BRIEF:
Everything from the line containing "Expected behaviour: for every instance of the black wheel" through the final line of the records must be transcribed verbatim; nothing else belongs in the result.

* Start EXTRACTED DATA *

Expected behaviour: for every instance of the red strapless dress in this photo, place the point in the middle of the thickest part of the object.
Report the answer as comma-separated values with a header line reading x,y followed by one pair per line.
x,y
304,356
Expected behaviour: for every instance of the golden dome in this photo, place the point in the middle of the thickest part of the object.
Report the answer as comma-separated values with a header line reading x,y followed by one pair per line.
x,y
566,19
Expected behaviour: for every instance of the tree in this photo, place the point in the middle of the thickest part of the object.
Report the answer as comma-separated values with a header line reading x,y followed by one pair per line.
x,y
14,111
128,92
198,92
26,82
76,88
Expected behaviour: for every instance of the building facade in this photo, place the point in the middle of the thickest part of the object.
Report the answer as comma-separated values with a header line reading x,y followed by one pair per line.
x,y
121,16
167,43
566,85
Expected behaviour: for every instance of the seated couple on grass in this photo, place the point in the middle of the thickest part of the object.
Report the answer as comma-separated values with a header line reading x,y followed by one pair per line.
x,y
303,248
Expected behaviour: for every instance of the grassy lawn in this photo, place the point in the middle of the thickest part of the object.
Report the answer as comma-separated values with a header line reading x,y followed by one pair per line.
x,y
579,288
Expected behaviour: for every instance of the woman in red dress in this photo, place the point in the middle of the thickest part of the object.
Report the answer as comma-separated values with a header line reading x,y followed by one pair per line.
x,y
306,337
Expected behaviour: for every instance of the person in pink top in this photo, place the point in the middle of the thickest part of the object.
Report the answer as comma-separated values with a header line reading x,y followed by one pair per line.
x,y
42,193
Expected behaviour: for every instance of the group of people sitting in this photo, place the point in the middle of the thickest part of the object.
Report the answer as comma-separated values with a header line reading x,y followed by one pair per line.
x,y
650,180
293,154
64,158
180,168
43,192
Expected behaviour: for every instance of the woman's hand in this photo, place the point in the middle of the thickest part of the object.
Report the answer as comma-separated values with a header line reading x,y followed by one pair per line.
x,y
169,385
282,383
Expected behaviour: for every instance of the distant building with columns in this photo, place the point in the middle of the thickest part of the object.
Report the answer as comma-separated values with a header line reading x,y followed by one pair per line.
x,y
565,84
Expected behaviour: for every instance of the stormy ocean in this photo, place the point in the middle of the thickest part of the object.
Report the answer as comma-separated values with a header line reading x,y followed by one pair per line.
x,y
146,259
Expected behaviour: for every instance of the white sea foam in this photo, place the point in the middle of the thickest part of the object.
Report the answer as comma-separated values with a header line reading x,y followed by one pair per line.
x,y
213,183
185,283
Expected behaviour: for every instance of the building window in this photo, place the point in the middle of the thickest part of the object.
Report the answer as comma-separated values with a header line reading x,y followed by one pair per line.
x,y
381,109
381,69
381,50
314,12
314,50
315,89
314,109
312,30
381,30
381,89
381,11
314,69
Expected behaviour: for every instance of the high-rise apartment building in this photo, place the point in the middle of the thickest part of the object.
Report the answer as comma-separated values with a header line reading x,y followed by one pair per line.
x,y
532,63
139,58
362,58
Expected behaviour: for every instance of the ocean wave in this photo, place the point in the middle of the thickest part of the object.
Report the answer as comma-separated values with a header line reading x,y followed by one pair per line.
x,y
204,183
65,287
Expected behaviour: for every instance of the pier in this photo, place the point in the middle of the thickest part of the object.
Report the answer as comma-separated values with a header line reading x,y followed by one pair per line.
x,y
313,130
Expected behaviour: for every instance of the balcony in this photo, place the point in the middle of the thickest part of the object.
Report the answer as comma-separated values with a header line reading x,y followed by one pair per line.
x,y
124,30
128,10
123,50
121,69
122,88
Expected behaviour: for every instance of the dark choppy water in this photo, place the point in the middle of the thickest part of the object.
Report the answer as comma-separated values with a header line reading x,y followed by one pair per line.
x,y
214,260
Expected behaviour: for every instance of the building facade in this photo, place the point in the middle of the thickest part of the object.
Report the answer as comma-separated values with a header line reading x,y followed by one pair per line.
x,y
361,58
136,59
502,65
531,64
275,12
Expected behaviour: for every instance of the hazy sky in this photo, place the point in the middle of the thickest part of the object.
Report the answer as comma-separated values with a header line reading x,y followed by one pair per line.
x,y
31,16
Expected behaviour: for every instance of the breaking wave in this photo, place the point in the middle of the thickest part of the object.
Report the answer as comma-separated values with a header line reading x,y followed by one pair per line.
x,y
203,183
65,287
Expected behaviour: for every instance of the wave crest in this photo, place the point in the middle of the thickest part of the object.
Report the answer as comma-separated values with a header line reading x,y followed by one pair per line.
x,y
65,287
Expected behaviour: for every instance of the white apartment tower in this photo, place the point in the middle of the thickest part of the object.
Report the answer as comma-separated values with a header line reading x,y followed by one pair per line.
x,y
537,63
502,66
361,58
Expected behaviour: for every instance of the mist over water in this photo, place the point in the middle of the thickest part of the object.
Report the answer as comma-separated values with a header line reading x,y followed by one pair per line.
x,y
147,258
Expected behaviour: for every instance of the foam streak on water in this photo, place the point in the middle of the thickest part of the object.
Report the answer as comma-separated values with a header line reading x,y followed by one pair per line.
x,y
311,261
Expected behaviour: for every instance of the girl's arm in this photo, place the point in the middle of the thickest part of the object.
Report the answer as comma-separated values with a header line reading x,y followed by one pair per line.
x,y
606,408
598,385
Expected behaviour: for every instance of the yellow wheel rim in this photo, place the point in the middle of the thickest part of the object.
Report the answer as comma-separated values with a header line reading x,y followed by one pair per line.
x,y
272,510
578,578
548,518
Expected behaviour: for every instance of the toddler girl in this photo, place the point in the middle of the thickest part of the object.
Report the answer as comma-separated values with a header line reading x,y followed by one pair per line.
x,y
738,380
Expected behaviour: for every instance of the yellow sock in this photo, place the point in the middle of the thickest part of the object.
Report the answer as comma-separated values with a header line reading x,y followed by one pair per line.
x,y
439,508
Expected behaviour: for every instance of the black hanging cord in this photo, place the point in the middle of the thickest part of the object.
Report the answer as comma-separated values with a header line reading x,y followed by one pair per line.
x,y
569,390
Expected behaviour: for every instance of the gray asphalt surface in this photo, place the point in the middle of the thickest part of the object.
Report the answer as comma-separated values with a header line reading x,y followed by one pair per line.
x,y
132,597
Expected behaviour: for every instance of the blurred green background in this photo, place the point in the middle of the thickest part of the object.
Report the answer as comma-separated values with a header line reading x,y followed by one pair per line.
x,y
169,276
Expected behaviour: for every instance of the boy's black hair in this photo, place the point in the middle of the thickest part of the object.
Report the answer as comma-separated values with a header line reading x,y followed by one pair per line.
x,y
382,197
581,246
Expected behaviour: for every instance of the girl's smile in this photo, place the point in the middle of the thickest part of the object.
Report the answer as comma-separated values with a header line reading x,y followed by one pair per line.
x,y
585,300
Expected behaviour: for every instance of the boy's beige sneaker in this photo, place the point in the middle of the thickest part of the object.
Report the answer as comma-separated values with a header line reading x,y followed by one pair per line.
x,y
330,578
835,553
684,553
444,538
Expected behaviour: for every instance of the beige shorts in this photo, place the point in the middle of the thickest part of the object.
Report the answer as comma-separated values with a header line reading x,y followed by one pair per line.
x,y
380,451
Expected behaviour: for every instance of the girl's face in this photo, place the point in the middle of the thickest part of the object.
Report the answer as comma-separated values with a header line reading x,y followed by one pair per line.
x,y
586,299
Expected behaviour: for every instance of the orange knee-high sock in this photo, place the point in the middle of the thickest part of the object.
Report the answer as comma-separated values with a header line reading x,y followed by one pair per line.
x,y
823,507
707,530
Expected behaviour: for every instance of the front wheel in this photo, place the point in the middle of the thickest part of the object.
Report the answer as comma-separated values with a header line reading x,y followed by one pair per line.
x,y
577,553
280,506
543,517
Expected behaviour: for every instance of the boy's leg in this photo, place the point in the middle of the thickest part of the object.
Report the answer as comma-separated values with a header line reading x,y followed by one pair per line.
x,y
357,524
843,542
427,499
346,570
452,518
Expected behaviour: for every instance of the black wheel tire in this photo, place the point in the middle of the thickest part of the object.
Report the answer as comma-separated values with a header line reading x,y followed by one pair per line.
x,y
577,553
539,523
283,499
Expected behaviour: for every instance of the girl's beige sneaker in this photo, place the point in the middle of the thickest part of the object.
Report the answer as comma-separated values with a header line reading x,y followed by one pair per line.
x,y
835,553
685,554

* End EXTRACTED DATA *

ANSWER TO THE TASK:
Expected behaviour: for every instance of the black wheel tire in this photo, place the point in the middle of the thickest part of the object.
Report the answer as comma-separated values with a header line reading x,y followed by one pair per line.
x,y
577,553
539,523
283,499
Expected behaviour: for every instance of the girl's beige sneaker in this photo, place the point in the middle of the thickest part of the object.
Report the answer as comma-separated values with a header line reading x,y followed by one pair per line.
x,y
835,553
685,554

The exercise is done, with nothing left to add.